読む文章:
###
HKSの2.5Lキットを組んで貰い、ECUもセッティングしてあるものの
乗るとなぜか遅いんですよね~と言う、赤いZN8 GR86オーナー・・・。

NAエンジンにおける排気量アップは
過給に頼らない場合の最大のアップデートであり
その分、部品も工賃も高額となります。

故にオーナーが期待するビフォーアフターは大きくなりがちですが
結局は、その排気量アップに応じたECUセッティングが出来ているか?
という事が一番重要であり
セッティングがダメな排気量アップエンジンは
時にノーマル以下のパワーを叩きだす事があります。

特に最近のECU制御におけるトルク制御の意味を理化していないと
アクセルとスロットルの比例度ばかりに気を取られてしまい
アクセル開度におけるトルク出力特性を考えないと言う結果に陥ります。

そう言った机上の計算のみでリニア化されたスロットル開度は
その後のトルク計算に悪影響を与え
ドライバーがアクセルを踏んだ
その踏み方に応じたトルク出力ではなくなってしまいます。

R35 GT-Rの様にアクセルペダル開度に対してのスロットル開度を決める
2次元的なマップなんてものは
もはや今どきのトルク制御のECUには存在しません
「スロットルマップは変更してありますか?
 アクセルにリニアにして欲しいんです。」

と言う要望をお聞かせ頂くことがありますが、そう言う意味では
スロットルマップなんてものは、もはや存在しません。
と言うのが正確な答えとなります。

それほど最近のクルマのECUに於いて
トルク制御と言う物は複雑でありつつも制御の根幹を担う物なんです。

っで、このHKS2.5Lを導入しECUセッティングチューンも施工してあると言う

GR86に乗って見ると、兎に角、巡行域のトルクが無い・・・。

通常であればアクセルを踏まずともクラッチワークだけで出ていける
店の前の上り坂で、普通にエンストしてしまいます。

クラッチを繋いだ後のトルクも極薄で
アクセルを踏み込んでも踏み込まなくても
トルク変わらない・・・?みたいな。
###
データの行:
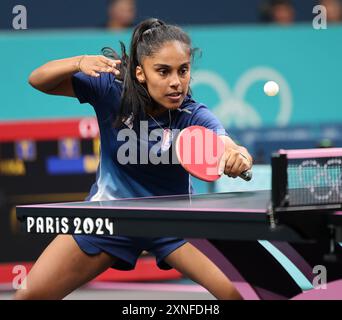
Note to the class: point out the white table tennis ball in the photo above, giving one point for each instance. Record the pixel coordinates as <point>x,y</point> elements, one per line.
<point>271,88</point>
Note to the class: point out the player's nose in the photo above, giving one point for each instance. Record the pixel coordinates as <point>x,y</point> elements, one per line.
<point>175,81</point>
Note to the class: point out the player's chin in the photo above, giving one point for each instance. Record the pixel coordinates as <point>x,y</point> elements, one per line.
<point>173,103</point>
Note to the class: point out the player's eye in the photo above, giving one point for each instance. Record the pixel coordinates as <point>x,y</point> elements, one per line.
<point>184,71</point>
<point>162,72</point>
###
取り組む問題:
[1] 上のGR86の排気量アップについての文章を読んで、次の問いに答えてください。
(a) オーナーの車は何色で、型式は何ですか。
(b) セッティングがダメな排気量アップエンジンは、時にどんなパワーを出すことがありますか。
(c) 店の前の上り坂で、このGR86はどうなりましたか。
[2] 上のGR86の排気量アップについての文章から、「R35 GT-Rの様にアクセルペダル開度に対してのスロットル開度を決める」を含む言葉で始まり「トルク制御と言う物は複雑でありつつも制御の根幹を担う物なんです。」で終わる部分を、一字も変えずに書き写してください。

最終結果:
[1]
(a) 赤で、型式はZN8 GR86です。
(b) ノーマル以下のパワーを出すことがあります。
(c) 普通にエンストしてしまいました。

[2]
R35 GT-Rの様にアクセルペダル開度に対してのスロットル開度を決める
2次元的なマップなんてものは
もはや今どきのトルク制御のECUには存在しません
「スロットルマップは変更してありますか?
 アクセルにリニアにして欲しいんです。」

と言う要望をお聞かせ頂くことがありますが、そう言う意味では
スロットルマップなんてものは、もはや存在しません。
と言うのが正確な答えとなります。

それほど最近のクルマのECUに於いて
トルク制御と言う物は複雑でありつつも制御の根幹を担う物なんです。